Problem requirements: Retype all of the data exactly as given.
Supplied data: Begin
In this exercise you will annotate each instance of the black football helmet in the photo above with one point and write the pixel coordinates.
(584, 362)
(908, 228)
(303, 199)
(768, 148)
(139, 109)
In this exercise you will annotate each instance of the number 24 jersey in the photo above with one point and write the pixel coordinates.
Supplied data: End
Written reply:
In this exercise you will annotate each instance of the black football helmet in the photo above with one point and write the pixel coordinates.
(584, 362)
(908, 228)
(303, 199)
(768, 148)
(139, 109)
In this exercise you will annotate each instance of the number 24 jersey in the photo above with one point and write the pixel coordinates.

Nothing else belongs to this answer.